#### Goal
Return each of the entries below word for word, with no changes.

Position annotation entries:
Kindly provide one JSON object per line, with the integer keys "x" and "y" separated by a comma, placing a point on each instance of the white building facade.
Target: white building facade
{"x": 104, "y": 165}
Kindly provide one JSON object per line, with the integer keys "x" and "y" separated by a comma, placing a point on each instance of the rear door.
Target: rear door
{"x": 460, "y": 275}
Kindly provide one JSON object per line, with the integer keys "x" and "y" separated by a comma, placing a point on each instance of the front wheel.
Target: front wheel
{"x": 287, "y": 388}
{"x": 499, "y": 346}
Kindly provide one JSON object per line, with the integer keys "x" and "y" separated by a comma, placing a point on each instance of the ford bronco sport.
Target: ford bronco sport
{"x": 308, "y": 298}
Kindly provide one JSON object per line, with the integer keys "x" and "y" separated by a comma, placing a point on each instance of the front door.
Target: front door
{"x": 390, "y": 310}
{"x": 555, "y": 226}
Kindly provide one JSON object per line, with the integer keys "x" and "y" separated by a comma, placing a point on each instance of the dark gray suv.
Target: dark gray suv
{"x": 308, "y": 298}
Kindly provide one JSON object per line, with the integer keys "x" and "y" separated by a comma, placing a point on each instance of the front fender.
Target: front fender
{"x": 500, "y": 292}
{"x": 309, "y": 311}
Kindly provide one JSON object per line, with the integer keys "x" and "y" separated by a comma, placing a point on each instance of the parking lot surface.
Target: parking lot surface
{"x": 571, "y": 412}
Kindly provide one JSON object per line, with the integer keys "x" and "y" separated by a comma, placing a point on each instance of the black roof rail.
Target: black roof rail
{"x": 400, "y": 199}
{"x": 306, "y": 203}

#### Full response
Kindly provide one JSON object per line, with the integer keys "x" and "y" separated by a comma, placing a point on each instance of the white building facade.
Target: white building facade
{"x": 104, "y": 165}
Kindly provide one JSON object per line, with the integer keys "x" and "y" separated by a comma, placing a point on each instance of the rear door.
Target: rear door
{"x": 460, "y": 275}
Kindly provide one JSON object per line, with the integer keys "x" and "y" separated by a comma, placing a point on each instance of the front wheel.
Target: front wheel
{"x": 287, "y": 388}
{"x": 499, "y": 346}
Kindly provide one JSON object per line, with the integer keys "x" and "y" separated by a comma, placing a point on each instance of the ford bronco sport.
Target: ford bronco sport
{"x": 308, "y": 298}
Kindly provide one JSON object per line, with the integer keys "x" and "y" separated by a comma, placing a point on each instance of the front door.
Target: front door
{"x": 390, "y": 310}
{"x": 555, "y": 226}
Kindly provide one JSON object per line, with the integer keys "x" and "y" separated by a comma, placing a point on each instance of the dark gray suv.
Target: dark gray suv
{"x": 308, "y": 298}
Kindly provide one JSON object per line, with the integer keys "x" and "y" separated by a comma, placing a point on each instance of the front fender.
Target: front fender
{"x": 500, "y": 292}
{"x": 309, "y": 311}
Kindly provide one JSON object per line, with the integer keys "x" and "y" separated by a comma, placing a point on each instance of the parking lot surface.
Target: parking lot surface
{"x": 571, "y": 412}
Kindly provide one JSON object per line, with the integer keys "x" and "y" separated by a comma, placing a point on each instance of the black roof rail.
Target: black roof rail
{"x": 400, "y": 199}
{"x": 306, "y": 203}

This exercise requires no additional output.